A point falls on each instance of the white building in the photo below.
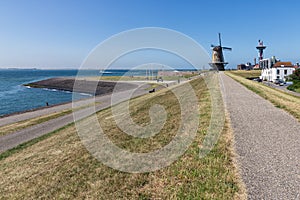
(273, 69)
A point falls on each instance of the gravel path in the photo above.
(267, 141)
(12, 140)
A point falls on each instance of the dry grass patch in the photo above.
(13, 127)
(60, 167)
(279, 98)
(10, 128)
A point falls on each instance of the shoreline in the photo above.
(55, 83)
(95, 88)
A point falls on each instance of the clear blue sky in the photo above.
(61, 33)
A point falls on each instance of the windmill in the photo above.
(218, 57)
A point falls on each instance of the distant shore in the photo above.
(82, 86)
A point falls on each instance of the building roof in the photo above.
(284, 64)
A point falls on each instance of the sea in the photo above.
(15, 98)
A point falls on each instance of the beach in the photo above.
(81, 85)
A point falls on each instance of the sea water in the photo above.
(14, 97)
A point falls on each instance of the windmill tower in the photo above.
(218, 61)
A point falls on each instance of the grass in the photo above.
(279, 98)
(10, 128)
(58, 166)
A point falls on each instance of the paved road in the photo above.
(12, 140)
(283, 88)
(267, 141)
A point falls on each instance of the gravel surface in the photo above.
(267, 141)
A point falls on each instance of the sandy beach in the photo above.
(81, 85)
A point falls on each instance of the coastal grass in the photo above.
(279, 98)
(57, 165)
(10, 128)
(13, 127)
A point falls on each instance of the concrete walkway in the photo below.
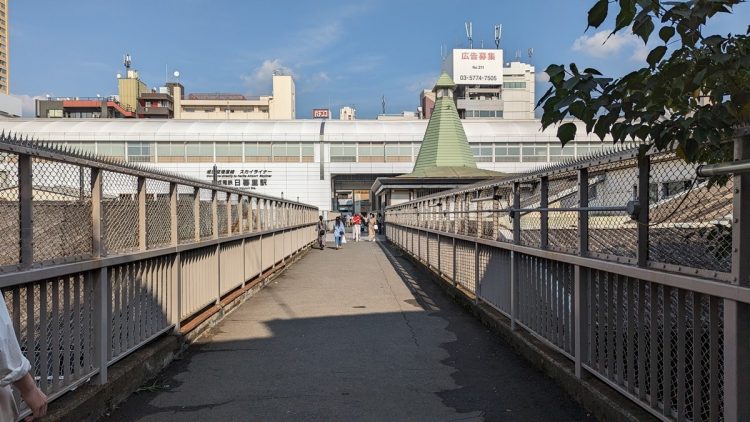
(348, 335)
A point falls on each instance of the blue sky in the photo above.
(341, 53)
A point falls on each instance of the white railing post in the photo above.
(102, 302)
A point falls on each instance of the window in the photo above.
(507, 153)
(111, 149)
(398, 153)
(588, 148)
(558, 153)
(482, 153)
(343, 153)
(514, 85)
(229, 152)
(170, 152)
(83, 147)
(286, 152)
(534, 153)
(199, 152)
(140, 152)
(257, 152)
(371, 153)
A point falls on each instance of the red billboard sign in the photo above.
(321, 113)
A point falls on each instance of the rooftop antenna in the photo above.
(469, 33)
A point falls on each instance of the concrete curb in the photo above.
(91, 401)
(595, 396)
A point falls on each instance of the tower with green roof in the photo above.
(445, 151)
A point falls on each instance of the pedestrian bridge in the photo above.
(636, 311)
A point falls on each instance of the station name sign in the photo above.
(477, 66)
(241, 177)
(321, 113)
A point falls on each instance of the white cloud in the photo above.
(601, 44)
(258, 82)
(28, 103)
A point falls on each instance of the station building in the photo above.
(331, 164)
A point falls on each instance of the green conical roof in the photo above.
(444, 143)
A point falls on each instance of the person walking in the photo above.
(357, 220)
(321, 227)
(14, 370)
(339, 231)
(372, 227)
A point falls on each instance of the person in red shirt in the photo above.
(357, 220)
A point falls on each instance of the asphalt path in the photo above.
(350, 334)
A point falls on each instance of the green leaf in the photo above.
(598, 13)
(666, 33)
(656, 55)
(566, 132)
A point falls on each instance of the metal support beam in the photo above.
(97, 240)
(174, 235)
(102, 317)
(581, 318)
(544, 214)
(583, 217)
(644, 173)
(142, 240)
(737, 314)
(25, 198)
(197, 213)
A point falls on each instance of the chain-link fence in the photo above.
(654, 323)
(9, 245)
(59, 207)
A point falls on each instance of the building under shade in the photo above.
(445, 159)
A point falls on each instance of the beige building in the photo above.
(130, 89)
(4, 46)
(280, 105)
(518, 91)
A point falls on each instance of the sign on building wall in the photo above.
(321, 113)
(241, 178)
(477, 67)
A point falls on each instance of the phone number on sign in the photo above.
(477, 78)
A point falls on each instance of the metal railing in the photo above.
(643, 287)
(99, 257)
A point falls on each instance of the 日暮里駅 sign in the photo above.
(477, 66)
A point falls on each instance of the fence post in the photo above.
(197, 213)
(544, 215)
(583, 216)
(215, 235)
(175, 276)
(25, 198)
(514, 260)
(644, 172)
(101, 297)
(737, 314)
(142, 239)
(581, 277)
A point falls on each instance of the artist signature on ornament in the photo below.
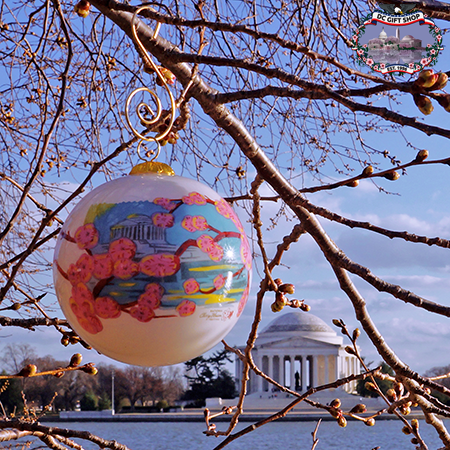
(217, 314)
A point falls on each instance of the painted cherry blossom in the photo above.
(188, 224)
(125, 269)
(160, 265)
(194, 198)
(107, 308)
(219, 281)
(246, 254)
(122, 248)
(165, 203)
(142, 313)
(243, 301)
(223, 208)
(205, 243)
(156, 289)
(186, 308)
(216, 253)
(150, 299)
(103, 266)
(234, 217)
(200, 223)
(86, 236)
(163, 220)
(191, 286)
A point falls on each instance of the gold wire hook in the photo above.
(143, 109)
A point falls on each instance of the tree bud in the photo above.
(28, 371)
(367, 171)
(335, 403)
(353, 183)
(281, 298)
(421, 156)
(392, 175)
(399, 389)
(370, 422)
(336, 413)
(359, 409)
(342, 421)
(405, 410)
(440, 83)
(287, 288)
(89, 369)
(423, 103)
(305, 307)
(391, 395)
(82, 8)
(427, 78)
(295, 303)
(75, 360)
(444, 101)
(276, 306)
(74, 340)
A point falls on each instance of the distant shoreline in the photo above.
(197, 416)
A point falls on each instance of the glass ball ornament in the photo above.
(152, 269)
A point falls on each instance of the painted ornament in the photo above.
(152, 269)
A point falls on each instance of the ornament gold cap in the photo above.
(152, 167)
-*-
| WHAT THE TASK ASKS |
Output the lines above in full and exactly as given, omitting any pictures.

| THE RESPONSE |
A point falls on each instance of the white building in the photo below.
(273, 69)
A point falls on each instance of the gravel path in the photo above.
(267, 141)
(12, 140)
A point falls on each instance of the dry grass patch in the photo above.
(13, 127)
(60, 167)
(279, 98)
(10, 128)
A point falls on each instance of the shoreline in the photo above.
(55, 83)
(95, 88)
A point falls on each instance of the clear blue sky in the photo above.
(61, 33)
A point falls on each instance of the windmill in the photo above.
(218, 57)
A point falls on each instance of the distant shore in the photo above.
(82, 86)
A point falls on each instance of the building roof in the photo above.
(284, 64)
A point falls on each instance of the sea in the photo above.
(15, 98)
A point falls on each instance of the beach in the photo above.
(81, 85)
A point falls on each instance of the sea water in the photo above.
(14, 97)
A point falls on each instance of the windmill tower in the photo above.
(218, 61)
A point falls on each instance of the grass in the photo above.
(279, 98)
(10, 128)
(58, 166)
A point falls on each instance of the paved road in the photo above.
(12, 140)
(283, 88)
(267, 141)
A point falls on each instance of the gravel surface in the photo above.
(267, 141)
A point falls on each instance of the sandy beach in the photo above.
(81, 85)
A point falls on each instance of the coastal grass in the photo above.
(279, 98)
(57, 165)
(10, 128)
(13, 127)
A point falls on each instance of the concrete walkway in the photo below.
(348, 335)
A point falls on each instance of the blue sky in the photo above.
(341, 53)
A point falls on each instance of the white railing post in the photo above.
(102, 302)
A point falls on each instance of the window in the photo above.
(507, 153)
(111, 149)
(398, 153)
(588, 148)
(558, 153)
(482, 153)
(343, 153)
(514, 85)
(229, 152)
(170, 152)
(83, 147)
(286, 152)
(534, 153)
(199, 152)
(140, 152)
(257, 152)
(371, 153)
A point falls on each instance of the red billboard sign in the photo above.
(321, 113)
A point falls on each instance of the rooftop antenna in the photo above.
(469, 33)
A point falls on each instance of the concrete curb in the photo above.
(91, 401)
(595, 396)
A point falls on each instance of the tower with green roof in the photo above.
(445, 151)
A point falls on each instance of the pedestrian bridge in the photo above.
(636, 311)
A point falls on each instance of the station name sign in the photo above.
(477, 66)
(241, 177)
(321, 113)
A point falls on each instance of the white cloud in the photo above.
(601, 44)
(258, 82)
(28, 103)
A point falls on each instance of the station building in the photo above.
(331, 164)
A point falls on each instance of the green conical roof in the photo above.
(444, 143)
A point falls on each instance of the person walking in the photo above.
(357, 220)
(321, 227)
(14, 370)
(339, 231)
(372, 227)
A point falls on each instance of the person in red shirt in the photo above.
(357, 220)
A point falls on each instance of the asphalt path in the photo above.
(350, 334)
A point falls on each instance of the green leaf in the photo above.
(598, 13)
(666, 33)
(656, 55)
(566, 132)
A point falls on each instance of the metal support beam in the photo above.
(97, 240)
(174, 235)
(102, 317)
(581, 318)
(544, 214)
(583, 217)
(644, 173)
(142, 240)
(737, 314)
(25, 198)
(197, 213)
A point falls on each instance of the chain-link fence in the photo above.
(654, 323)
(9, 245)
(59, 207)
A point falls on each instance of the building under shade in the photo above.
(445, 159)
A point falls on each instance of the beige building in the photo above.
(130, 89)
(4, 46)
(280, 105)
(518, 91)
A point falls on each instance of the sign on building wall in the photo above.
(321, 113)
(241, 178)
(477, 67)
A point falls on each instance of the phone number on sign in the photo above.
(477, 78)
A point falls on each instance of the metal railing in the photo above.
(643, 287)
(99, 257)
A point falls on each instance of the 日暮里駅 sign in the photo above.
(477, 66)
A point falls on each instance of the fence post in the photo above.
(197, 213)
(544, 215)
(583, 216)
(215, 235)
(175, 276)
(25, 198)
(514, 260)
(644, 172)
(101, 297)
(737, 314)
(142, 239)
(581, 277)
A point falls on each instance of the artist signature on ornament in the photo below.
(217, 314)
A point falls on each instance of the painted cherry blossom in the photo above.
(188, 224)
(125, 269)
(160, 265)
(194, 198)
(107, 308)
(219, 281)
(246, 254)
(122, 248)
(165, 203)
(142, 313)
(243, 301)
(223, 208)
(205, 243)
(156, 289)
(186, 308)
(216, 253)
(150, 299)
(103, 266)
(234, 217)
(200, 223)
(86, 236)
(163, 220)
(191, 286)
A point falls on each instance of the gold wire hook in the photo above.
(143, 109)
A point falls on each instance of the tree bud in the photo above.
(28, 371)
(367, 171)
(335, 403)
(353, 183)
(281, 298)
(421, 156)
(392, 175)
(399, 389)
(370, 422)
(336, 413)
(359, 409)
(342, 421)
(405, 410)
(440, 83)
(287, 288)
(89, 369)
(423, 103)
(305, 307)
(391, 395)
(82, 8)
(427, 78)
(295, 303)
(75, 360)
(444, 101)
(276, 306)
(74, 340)
A point falls on each instance of the distant shoreline in the photo above.
(197, 416)
A point falls on each instance of the glass ball ornament in the photo above.
(152, 269)
A point falls on each instance of the painted ornament in the photo above.
(152, 269)
A point falls on each instance of the ornament gold cap in the photo above.
(152, 167)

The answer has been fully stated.